*** Opening of Input data ***

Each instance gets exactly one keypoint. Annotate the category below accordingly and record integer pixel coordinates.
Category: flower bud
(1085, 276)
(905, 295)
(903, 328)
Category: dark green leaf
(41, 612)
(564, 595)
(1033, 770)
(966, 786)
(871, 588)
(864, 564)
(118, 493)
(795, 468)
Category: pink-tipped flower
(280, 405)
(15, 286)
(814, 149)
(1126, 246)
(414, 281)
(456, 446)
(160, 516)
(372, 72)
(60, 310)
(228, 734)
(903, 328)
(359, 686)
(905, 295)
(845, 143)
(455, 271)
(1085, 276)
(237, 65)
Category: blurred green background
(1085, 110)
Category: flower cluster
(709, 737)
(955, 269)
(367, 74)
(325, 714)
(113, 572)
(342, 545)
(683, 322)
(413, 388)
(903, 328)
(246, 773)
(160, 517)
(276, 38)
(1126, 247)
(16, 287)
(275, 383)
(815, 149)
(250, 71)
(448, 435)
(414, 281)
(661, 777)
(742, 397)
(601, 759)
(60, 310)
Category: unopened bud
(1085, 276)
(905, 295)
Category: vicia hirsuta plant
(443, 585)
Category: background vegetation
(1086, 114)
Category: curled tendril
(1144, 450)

*** Close of Input data ***

:: What you have to do ::
Every record, start to finish: reproduce it word for word.

:: Solution for this problem ::
Each instance gets exactly one keypoint. Annotate the category below accordingly and record integer pixel coordinates.
Category: flower bud
(1085, 276)
(905, 295)
(903, 328)
Category: dark green leaf
(41, 612)
(564, 595)
(1033, 770)
(966, 786)
(871, 588)
(864, 564)
(118, 493)
(795, 468)
Category: pink-tipped flower
(280, 405)
(15, 286)
(814, 149)
(1126, 246)
(414, 281)
(456, 446)
(160, 516)
(372, 72)
(60, 310)
(228, 734)
(903, 328)
(359, 686)
(905, 295)
(845, 143)
(455, 271)
(1085, 276)
(237, 65)
Category: blurred green background
(1085, 110)
Category: flower cluster
(709, 737)
(955, 269)
(367, 74)
(325, 714)
(113, 572)
(342, 545)
(683, 322)
(413, 388)
(903, 328)
(246, 773)
(160, 517)
(276, 38)
(1126, 247)
(16, 287)
(275, 383)
(815, 149)
(250, 71)
(448, 435)
(414, 281)
(661, 777)
(742, 397)
(601, 759)
(60, 310)
Category: unopened bud
(1085, 276)
(905, 295)
Category: vicia hirsuta plant
(443, 585)
Category: background vegetation
(1086, 114)
Category: curled tendril
(1144, 450)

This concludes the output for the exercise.